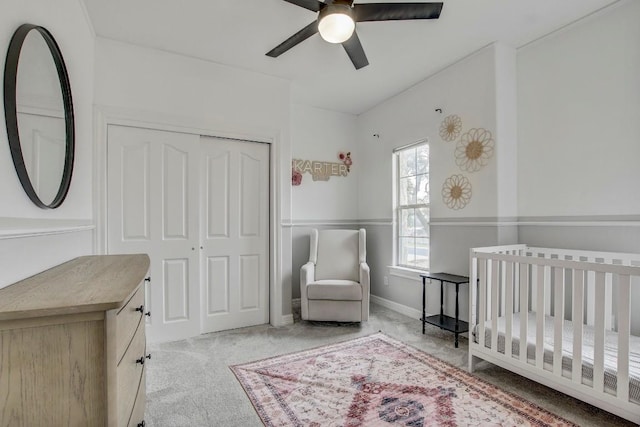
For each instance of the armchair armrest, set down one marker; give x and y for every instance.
(307, 275)
(365, 282)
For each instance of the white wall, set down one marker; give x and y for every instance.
(468, 89)
(318, 134)
(579, 118)
(168, 89)
(24, 256)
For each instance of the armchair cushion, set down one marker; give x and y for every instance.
(338, 255)
(338, 290)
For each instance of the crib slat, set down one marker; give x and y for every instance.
(524, 283)
(598, 327)
(541, 286)
(495, 270)
(608, 307)
(624, 304)
(558, 316)
(547, 291)
(534, 289)
(482, 268)
(578, 322)
(508, 337)
(591, 296)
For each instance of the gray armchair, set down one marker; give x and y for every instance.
(335, 284)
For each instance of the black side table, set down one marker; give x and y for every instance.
(448, 323)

★ ★ ★ ★ ★ ★ ★

Rewrite all the entries above, requests included, and increase every x and y coordinate in the answers by 147. Leave out the pictures.

[Solution for this task]
For each instance of the armchair armrest, set down one marker; give x and y for every instance.
(454, 422)
(512, 429)
For each instance of the white wall, set down one marker; give x and y for every instance.
(615, 236)
(465, 281)
(726, 265)
(315, 236)
(171, 403)
For each instance of the armchair cushion, set down one marker; give x and y for every instance.
(485, 402)
(485, 437)
For each instance of the crib slat, set down one marker; give x and y for every instance.
(671, 430)
(745, 474)
(688, 433)
(642, 417)
(755, 454)
(771, 451)
(705, 463)
(694, 438)
(681, 436)
(629, 415)
(725, 469)
(655, 484)
(738, 443)
For each instance of the gray armchair, set down one marker; give x and y for every instance.
(482, 431)
For each instance of the black side table, set down one marker; give x and y for every instance.
(595, 470)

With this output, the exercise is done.